• Task to carry out:
Could you give every line of the entries below as a JSON list of strings, one string per line, with blank lines left out?

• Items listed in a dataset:

──────

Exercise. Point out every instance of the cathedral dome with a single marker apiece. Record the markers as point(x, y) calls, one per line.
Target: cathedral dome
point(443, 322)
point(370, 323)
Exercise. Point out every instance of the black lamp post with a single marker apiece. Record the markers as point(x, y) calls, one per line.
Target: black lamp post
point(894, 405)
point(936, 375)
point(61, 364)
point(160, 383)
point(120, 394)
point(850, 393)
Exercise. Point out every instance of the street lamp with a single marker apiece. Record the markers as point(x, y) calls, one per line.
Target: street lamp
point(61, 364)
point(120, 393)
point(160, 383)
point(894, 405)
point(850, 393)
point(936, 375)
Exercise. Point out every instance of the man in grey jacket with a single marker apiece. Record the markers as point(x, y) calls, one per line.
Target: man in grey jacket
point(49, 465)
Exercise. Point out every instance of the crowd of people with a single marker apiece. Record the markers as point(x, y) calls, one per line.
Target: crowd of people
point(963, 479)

──────

• Reply to the exercise:
[
  "Exercise. Point out every instance of the cathedral dome with a single marker apiece. Record the markers as point(x, y) calls, one per line.",
  "Target: cathedral dome",
  "point(443, 322)",
  "point(370, 323)",
  "Exercise. Point out every instance of the black lamp post with a single marker apiece. Record the markers as point(x, y) calls, one per line.",
  "Target: black lamp post",
  "point(894, 405)",
  "point(936, 375)",
  "point(61, 364)",
  "point(160, 383)",
  "point(120, 394)",
  "point(850, 393)",
  "Exercise. Point out every instance of the street lamp with a single marker apiece. Record the markers as point(x, y) calls, one per line.",
  "Target: street lamp",
  "point(61, 364)",
  "point(120, 393)",
  "point(160, 383)",
  "point(894, 405)",
  "point(850, 393)",
  "point(936, 375)",
  "Exercise. Point out every instance of the man in grey jacket with a single marker apiece. Record the markers as point(x, y) calls, one per line.",
  "Target: man in grey jacket",
  "point(49, 465)",
  "Exercise. Point out every instance of the crowd of people with a single marker apiece. Record the markers as point(x, y) calls, one per line.",
  "Target: crowd of people",
  "point(963, 479)"
]